Please list every line in the items below that contains the string "plinth".

-------- SUPPLIED RECORDS --------

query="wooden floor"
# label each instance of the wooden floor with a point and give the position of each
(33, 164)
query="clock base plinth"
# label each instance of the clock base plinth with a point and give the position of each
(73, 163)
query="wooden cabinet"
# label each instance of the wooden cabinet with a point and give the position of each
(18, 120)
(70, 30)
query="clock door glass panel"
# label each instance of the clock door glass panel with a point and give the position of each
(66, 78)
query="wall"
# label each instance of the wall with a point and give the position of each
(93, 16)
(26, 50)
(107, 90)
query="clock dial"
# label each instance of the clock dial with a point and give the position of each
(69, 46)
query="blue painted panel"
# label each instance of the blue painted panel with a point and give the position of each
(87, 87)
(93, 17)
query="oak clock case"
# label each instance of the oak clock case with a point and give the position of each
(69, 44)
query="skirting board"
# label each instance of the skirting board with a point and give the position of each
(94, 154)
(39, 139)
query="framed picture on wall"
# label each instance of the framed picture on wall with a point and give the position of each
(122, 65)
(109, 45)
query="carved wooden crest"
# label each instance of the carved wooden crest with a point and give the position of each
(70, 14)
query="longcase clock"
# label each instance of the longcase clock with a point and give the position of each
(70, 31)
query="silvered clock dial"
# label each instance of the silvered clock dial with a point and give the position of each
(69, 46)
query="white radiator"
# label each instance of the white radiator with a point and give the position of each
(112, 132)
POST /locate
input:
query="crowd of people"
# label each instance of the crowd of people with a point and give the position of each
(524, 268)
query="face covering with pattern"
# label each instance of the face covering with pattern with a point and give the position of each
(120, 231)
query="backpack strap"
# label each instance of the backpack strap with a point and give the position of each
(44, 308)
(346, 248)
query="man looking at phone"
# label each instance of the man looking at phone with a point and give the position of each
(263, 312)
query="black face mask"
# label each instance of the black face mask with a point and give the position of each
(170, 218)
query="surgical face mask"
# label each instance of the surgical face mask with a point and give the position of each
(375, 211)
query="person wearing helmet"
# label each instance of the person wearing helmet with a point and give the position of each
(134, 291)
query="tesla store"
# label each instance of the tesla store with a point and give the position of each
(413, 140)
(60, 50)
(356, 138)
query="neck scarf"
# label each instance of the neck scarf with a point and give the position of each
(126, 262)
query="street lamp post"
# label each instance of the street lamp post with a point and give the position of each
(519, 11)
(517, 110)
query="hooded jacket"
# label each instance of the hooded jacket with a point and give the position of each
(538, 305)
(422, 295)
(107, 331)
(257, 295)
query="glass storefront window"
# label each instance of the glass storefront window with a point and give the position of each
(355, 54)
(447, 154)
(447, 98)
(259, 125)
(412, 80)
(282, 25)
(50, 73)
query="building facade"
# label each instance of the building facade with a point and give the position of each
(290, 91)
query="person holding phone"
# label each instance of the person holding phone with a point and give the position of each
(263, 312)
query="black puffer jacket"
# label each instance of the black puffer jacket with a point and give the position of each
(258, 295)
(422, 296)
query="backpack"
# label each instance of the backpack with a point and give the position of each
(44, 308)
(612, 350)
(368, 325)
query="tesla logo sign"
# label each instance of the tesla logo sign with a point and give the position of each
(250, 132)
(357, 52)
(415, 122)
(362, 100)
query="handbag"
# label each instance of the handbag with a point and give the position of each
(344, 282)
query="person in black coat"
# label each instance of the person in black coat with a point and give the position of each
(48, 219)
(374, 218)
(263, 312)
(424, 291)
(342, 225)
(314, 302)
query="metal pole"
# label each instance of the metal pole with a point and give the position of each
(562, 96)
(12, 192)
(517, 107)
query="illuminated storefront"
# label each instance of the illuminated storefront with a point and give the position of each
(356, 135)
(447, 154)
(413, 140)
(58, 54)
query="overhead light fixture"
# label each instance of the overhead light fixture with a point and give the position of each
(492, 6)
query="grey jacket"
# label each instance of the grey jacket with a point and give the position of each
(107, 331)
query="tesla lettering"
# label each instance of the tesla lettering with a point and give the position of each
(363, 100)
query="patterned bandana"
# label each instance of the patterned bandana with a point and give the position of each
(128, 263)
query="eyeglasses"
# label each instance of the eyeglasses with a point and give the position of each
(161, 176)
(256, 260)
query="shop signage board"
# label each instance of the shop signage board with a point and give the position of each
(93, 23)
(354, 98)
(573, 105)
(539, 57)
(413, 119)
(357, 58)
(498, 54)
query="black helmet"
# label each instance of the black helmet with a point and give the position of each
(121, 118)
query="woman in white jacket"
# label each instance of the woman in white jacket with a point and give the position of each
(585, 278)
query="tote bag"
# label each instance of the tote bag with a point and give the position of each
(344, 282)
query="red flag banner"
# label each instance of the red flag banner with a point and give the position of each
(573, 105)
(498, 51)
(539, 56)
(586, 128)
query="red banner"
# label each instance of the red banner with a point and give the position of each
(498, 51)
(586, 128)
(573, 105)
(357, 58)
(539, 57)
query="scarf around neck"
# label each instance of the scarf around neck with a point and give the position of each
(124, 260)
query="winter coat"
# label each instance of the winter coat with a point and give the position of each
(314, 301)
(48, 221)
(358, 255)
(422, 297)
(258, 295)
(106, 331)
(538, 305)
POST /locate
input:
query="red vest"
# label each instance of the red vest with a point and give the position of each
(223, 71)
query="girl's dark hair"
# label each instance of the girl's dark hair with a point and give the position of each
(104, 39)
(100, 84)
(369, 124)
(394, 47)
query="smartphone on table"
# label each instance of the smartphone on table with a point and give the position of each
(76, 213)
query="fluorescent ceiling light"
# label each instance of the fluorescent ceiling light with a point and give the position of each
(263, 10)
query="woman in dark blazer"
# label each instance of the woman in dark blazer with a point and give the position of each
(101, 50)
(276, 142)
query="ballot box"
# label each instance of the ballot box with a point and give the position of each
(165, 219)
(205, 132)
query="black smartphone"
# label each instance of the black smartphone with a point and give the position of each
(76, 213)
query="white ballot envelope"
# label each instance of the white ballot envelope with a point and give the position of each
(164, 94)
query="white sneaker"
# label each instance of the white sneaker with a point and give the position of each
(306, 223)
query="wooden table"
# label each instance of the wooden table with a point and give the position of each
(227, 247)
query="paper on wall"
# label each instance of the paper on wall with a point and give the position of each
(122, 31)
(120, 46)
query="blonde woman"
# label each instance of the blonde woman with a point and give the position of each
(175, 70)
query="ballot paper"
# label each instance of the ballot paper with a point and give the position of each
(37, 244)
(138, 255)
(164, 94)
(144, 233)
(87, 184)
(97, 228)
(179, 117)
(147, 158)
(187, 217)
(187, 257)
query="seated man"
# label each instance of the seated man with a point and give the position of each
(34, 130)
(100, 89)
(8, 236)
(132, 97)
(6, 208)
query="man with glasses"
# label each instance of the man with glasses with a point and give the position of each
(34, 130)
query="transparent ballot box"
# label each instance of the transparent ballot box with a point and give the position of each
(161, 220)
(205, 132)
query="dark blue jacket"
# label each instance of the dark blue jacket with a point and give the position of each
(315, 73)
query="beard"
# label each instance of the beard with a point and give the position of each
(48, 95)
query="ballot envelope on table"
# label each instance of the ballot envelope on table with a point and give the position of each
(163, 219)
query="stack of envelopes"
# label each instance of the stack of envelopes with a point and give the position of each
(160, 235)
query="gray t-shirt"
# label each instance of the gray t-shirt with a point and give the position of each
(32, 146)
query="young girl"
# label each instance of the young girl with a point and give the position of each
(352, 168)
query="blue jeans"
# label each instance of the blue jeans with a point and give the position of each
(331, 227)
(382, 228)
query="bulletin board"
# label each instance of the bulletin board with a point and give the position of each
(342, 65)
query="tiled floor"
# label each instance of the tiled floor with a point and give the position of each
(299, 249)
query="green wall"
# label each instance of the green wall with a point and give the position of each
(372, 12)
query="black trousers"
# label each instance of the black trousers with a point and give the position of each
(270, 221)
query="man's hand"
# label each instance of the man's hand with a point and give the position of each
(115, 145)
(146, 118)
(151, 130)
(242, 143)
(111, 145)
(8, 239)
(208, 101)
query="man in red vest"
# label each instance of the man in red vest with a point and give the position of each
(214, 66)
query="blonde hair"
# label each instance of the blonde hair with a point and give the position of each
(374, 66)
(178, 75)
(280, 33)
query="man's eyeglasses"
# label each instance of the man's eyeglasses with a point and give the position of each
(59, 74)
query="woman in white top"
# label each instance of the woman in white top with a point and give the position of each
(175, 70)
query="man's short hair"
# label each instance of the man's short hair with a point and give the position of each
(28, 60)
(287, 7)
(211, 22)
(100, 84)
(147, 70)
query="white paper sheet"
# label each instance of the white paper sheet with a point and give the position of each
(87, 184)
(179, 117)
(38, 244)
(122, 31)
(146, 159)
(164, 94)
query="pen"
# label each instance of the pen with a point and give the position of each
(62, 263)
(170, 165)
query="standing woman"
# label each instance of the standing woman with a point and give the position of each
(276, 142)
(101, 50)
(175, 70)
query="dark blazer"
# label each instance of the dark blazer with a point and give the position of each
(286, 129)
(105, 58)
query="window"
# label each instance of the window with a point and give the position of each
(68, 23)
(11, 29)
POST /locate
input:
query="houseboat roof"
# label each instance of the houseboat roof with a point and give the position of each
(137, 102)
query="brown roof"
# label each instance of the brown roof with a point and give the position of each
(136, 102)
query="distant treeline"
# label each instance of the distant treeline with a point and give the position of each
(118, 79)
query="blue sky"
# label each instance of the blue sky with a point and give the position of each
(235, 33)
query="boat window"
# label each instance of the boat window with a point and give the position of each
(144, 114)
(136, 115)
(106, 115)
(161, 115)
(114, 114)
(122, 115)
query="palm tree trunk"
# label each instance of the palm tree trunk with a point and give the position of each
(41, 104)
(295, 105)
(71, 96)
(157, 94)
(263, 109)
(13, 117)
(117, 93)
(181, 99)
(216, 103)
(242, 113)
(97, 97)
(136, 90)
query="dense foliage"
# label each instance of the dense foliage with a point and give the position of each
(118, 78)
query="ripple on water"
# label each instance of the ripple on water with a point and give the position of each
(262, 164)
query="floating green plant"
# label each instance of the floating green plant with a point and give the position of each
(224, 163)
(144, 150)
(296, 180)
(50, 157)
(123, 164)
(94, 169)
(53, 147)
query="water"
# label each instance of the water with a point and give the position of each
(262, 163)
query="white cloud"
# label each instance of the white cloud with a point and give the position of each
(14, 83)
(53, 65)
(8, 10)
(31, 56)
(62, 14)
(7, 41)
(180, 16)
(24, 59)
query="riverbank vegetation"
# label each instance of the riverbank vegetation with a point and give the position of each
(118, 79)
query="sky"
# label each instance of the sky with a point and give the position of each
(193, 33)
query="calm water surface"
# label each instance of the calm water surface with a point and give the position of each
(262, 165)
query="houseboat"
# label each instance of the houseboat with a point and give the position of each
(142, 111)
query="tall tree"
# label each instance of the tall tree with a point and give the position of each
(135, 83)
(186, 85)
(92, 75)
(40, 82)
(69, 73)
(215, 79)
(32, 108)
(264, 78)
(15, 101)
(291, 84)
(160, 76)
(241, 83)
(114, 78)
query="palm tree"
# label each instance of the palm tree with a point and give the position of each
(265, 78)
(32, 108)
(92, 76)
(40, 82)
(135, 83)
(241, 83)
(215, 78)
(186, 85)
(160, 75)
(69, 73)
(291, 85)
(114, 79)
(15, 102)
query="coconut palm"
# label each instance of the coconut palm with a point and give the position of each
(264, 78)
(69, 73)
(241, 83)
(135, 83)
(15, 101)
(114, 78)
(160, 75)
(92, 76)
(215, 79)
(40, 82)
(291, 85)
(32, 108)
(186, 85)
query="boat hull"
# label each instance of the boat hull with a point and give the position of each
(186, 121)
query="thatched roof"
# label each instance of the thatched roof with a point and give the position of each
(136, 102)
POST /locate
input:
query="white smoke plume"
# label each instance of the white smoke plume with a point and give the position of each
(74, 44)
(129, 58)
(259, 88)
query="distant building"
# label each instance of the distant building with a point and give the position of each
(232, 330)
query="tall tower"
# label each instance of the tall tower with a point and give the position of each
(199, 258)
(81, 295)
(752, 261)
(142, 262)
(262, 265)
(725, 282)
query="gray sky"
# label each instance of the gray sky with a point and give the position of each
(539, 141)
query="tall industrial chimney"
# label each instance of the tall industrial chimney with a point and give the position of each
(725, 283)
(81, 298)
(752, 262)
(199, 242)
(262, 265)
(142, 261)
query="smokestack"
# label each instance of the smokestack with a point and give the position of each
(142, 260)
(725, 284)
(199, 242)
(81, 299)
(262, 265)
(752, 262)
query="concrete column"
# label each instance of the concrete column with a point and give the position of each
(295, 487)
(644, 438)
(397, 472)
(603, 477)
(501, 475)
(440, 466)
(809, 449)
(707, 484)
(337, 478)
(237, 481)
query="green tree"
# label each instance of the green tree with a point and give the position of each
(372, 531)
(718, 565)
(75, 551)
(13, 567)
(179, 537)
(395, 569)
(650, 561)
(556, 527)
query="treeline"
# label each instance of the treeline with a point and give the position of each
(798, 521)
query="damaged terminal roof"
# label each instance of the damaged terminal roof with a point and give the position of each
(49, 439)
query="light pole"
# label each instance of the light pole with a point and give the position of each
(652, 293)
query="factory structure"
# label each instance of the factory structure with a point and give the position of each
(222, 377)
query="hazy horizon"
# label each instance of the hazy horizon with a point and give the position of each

--------

SOLVED PROBLEM >>
query="clock base plinth"
# label each instance of the clock base plinth with a point and give the position of each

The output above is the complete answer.